[Text provided]
▶

Joburg unveils 11-m tall ‘fire walker’ steel sculpture
Construction|Engineering|Johannesburg|Newtown|Yeoville|Fire|PROJECT|Queen Elizabeth Bridge|Building|Derelict Traffic Island Site|Laser Cut Steel|Mining|Steel|Steel Yard|Tall Steel Sculpture|Gerhard Marx|John Munday|Lael Bethlehem|William Kentridge|Laser
© Reuse this
The eleven-metre tall steel sculpture known as the ‘fire walker’ by artists William Kentridge and Gerhard Marx was the latest edition to the Johannesburg public art collection, which forms part of the inner city’s regeneration programme.
Unveiled on Wednesday, it is situated on a previously derelict traffic island site on the Newtown side of the Queen Elizabeth bridge in Johannesburg. Marx described the artwork as “a kind of irrational piece, with no 90º angles”, making the erection of the artwork “an engineering nightmare, and a mammoth task”.
The sculpture depicts a silhouetted image of a woman walking with a fire brazier balanced on her head, an everyday sight in the city - female entrepreneurs who make a business out of cooking and selling ‘mielies’ (corn on the cob), and ‘smileys’ (cooked sheep heads), to pedestrians and taxi commuters.

◀

[Extracted information]
▶

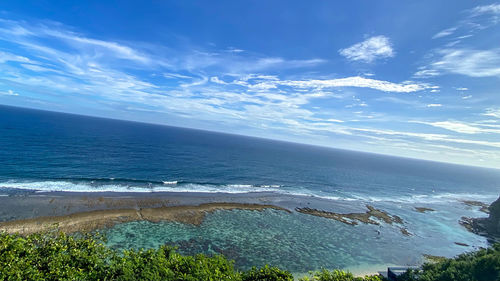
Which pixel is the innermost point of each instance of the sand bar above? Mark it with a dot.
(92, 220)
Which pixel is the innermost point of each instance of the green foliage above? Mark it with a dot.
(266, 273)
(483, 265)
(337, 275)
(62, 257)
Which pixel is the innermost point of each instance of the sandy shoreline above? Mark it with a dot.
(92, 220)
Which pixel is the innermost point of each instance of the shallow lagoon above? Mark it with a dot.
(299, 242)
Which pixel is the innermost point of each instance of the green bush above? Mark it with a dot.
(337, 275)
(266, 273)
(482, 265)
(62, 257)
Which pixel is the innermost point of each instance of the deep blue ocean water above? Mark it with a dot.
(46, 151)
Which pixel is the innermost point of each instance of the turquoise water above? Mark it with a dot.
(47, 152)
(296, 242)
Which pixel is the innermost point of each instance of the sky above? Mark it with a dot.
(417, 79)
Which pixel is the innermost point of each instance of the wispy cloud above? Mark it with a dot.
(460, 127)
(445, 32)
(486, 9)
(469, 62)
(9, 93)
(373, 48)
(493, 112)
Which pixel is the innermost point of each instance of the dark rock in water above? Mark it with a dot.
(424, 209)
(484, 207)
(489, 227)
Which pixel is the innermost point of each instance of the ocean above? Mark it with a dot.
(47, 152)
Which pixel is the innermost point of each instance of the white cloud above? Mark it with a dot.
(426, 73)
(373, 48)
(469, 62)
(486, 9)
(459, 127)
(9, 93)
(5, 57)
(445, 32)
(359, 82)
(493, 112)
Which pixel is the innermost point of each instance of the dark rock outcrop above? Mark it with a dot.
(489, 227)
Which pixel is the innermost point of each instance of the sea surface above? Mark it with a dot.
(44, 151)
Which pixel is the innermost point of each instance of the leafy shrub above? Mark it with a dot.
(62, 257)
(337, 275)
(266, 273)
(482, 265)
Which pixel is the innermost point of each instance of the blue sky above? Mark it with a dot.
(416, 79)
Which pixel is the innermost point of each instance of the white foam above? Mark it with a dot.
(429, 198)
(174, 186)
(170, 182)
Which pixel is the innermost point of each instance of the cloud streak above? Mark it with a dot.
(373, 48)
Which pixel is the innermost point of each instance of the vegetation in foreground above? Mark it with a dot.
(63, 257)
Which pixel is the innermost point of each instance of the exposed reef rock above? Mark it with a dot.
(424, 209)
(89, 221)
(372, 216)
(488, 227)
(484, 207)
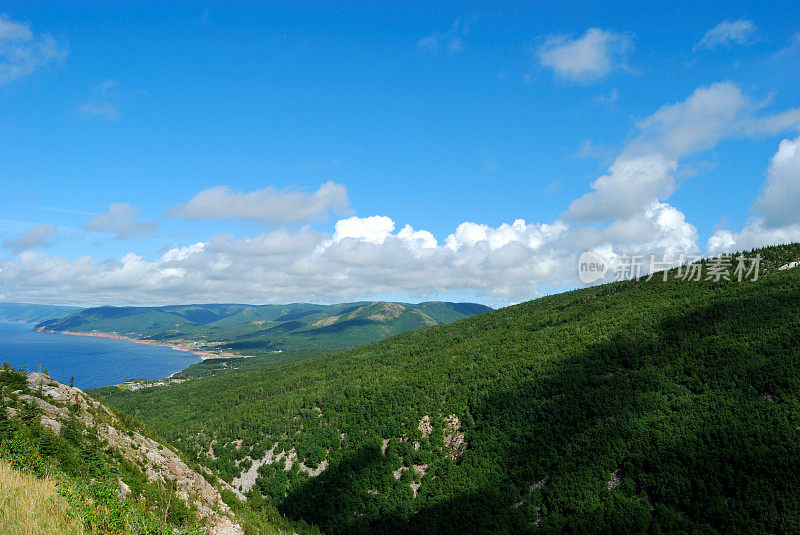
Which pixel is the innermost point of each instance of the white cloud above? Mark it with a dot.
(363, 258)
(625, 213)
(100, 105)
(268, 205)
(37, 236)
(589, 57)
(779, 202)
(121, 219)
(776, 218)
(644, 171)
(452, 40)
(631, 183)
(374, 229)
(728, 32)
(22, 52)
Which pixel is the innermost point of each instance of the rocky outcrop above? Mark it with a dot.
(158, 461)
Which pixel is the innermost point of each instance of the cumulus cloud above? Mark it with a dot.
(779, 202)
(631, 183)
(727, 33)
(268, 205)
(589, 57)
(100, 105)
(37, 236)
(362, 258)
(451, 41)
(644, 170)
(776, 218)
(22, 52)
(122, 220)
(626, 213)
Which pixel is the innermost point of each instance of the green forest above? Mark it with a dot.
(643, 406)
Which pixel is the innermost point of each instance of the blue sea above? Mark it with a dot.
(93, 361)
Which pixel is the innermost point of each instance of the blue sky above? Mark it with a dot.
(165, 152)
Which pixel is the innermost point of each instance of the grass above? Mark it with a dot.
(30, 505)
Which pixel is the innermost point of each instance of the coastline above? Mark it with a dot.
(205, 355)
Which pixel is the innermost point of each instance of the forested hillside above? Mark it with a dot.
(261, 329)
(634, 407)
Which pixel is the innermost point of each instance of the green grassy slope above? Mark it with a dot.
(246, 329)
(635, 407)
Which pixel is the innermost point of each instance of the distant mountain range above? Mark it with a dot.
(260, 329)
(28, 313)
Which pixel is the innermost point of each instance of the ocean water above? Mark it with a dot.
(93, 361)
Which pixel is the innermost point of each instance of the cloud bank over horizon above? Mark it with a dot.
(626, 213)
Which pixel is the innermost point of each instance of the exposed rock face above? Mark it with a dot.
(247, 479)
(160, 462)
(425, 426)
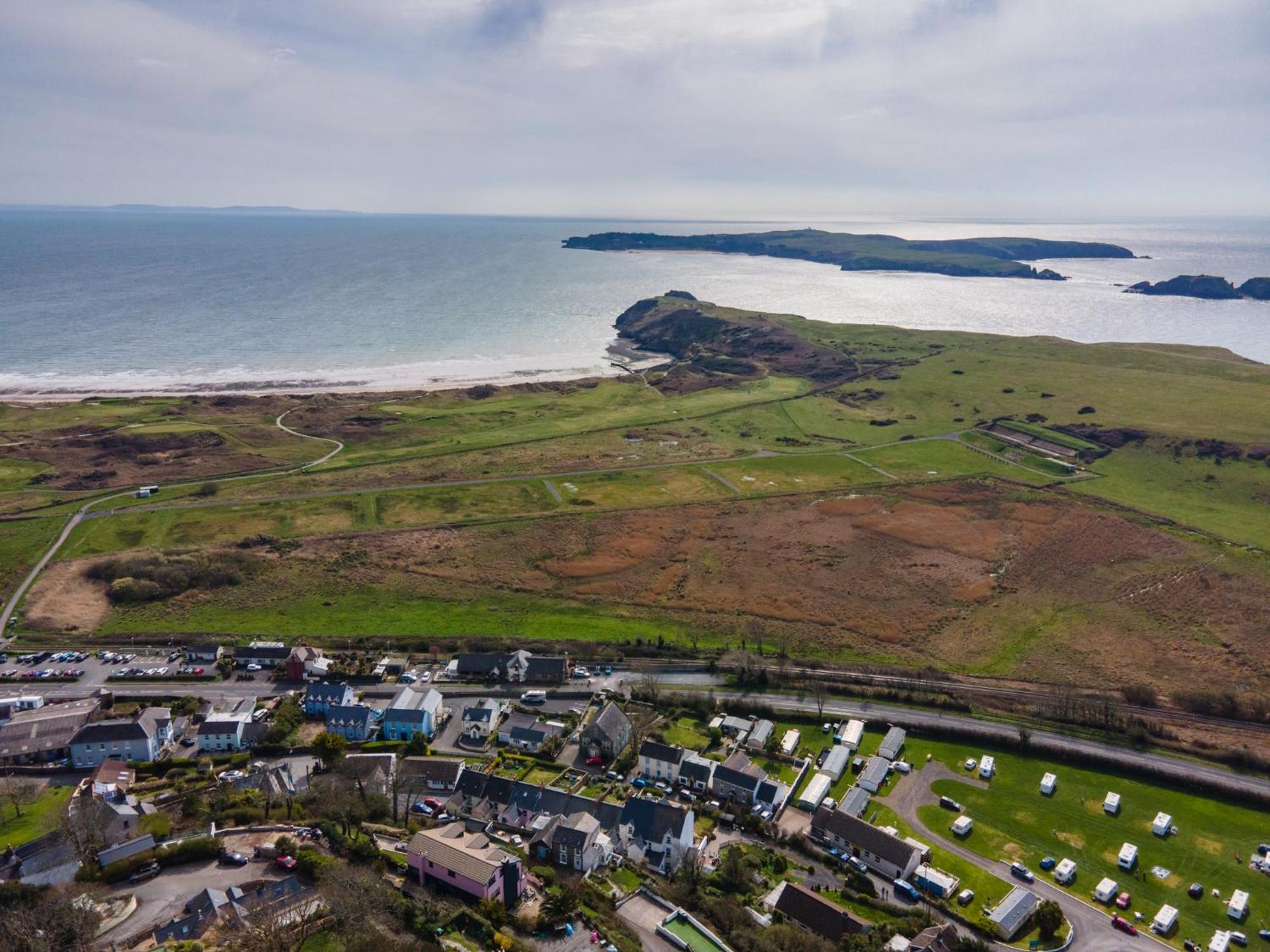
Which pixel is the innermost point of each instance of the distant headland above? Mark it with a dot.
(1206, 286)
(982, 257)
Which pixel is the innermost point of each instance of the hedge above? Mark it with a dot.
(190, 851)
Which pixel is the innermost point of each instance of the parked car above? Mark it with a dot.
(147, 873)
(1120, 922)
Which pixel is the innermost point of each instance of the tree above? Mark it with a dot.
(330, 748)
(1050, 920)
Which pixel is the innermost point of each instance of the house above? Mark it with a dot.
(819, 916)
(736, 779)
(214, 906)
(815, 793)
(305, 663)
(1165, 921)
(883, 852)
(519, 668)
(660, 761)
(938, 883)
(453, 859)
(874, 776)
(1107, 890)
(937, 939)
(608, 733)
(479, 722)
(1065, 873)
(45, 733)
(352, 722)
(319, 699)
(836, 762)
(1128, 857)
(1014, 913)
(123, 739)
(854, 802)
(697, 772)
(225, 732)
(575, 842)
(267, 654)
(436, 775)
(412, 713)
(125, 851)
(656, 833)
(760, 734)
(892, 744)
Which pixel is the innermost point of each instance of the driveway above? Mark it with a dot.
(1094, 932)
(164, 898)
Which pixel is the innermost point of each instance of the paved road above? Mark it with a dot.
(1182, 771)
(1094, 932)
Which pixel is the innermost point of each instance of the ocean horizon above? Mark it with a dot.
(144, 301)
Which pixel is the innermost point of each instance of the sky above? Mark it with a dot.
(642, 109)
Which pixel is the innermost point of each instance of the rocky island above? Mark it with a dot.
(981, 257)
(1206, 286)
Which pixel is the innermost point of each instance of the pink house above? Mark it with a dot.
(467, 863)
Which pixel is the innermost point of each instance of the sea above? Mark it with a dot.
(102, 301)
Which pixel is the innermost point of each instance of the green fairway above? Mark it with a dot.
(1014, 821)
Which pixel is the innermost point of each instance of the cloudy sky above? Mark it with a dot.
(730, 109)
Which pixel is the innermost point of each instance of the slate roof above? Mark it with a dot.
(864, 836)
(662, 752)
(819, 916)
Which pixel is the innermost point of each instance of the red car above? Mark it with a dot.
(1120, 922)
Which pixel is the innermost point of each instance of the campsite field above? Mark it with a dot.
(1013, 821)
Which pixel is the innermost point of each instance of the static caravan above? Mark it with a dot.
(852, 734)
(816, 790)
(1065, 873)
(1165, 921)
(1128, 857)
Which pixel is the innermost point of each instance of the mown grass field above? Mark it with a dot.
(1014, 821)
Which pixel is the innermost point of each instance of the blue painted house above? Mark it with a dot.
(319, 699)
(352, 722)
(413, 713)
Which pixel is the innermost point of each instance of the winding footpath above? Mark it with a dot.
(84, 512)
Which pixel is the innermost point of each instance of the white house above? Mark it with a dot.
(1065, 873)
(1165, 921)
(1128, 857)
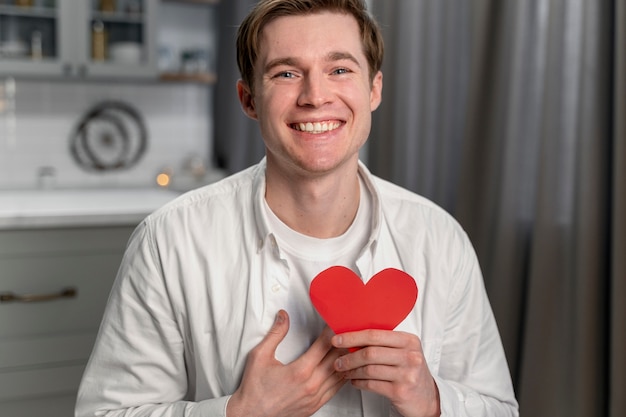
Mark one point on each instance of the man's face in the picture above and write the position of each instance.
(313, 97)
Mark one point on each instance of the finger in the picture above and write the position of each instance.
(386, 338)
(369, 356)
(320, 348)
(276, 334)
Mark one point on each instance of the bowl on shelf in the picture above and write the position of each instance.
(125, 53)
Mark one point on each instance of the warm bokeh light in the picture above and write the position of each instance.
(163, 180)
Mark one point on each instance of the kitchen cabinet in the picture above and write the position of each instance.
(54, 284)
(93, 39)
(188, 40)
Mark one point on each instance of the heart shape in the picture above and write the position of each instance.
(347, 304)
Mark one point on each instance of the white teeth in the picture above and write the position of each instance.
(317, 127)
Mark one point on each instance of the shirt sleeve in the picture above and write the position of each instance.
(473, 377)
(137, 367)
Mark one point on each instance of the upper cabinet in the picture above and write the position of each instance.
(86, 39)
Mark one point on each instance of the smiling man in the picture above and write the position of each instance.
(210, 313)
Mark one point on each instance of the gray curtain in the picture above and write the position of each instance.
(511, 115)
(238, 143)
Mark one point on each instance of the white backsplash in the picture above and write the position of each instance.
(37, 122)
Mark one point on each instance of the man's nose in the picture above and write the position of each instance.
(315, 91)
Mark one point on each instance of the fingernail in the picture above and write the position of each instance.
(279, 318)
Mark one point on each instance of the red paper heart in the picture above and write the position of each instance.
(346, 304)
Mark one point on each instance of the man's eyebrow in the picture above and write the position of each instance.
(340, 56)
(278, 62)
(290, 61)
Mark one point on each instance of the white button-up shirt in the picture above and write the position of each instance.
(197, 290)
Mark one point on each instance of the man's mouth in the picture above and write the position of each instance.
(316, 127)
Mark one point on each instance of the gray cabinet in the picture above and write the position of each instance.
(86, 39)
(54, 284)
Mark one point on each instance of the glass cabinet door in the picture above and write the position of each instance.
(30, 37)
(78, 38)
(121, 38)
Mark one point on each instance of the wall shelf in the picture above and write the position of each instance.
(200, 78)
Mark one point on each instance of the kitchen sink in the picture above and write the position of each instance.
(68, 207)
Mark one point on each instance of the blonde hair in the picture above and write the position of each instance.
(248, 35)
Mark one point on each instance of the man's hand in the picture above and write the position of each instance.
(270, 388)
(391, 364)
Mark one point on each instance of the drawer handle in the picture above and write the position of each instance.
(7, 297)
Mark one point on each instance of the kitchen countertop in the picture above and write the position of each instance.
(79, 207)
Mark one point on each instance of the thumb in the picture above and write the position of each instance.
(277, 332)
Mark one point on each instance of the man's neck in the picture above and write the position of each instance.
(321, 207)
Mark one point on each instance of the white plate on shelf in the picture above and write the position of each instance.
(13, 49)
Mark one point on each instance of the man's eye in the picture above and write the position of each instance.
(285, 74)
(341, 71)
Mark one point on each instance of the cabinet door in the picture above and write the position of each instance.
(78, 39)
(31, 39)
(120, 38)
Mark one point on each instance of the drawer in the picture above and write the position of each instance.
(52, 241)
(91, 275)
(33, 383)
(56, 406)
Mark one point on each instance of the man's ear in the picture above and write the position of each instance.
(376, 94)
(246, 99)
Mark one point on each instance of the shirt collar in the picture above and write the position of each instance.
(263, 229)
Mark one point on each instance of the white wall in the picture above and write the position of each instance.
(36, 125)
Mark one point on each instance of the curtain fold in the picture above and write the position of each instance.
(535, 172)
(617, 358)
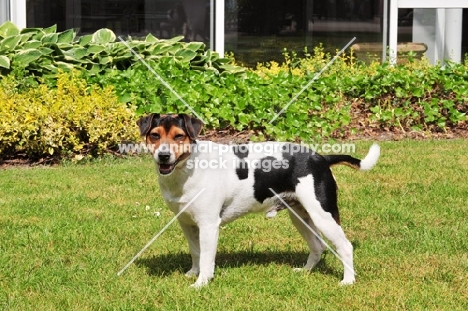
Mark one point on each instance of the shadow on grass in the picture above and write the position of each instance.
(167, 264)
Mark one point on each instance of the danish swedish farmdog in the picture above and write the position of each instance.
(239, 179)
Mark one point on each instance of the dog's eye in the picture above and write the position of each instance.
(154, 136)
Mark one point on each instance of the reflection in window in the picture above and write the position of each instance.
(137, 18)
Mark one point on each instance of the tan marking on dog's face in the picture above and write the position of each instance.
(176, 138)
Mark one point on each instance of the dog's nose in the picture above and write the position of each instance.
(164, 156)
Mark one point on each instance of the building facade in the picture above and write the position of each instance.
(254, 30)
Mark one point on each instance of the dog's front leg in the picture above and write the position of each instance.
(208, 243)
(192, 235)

◀

[Task objective] Could you give the passage about the fire walker sculpture again from "Unveiled on Wednesday, it" up to and including "and taxi commuters.", swapping "brazier" for "basket"?

[Solved exercise]
Unveiled on Wednesday, it is situated on a previously derelict traffic island site on the Newtown side of the Queen Elizabeth bridge in Johannesburg. Marx described the artwork as “a kind of irrational piece, with no 90º angles”, making the erection of the artwork “an engineering nightmare, and a mammoth task”.
The sculpture depicts a silhouetted image of a woman walking with a fire basket balanced on her head, an everyday sight in the city - female entrepreneurs who make a business out of cooking and selling ‘mielies’ (corn on the cob), and ‘smileys’ (cooked sheep heads), to pedestrians and taxi commuters.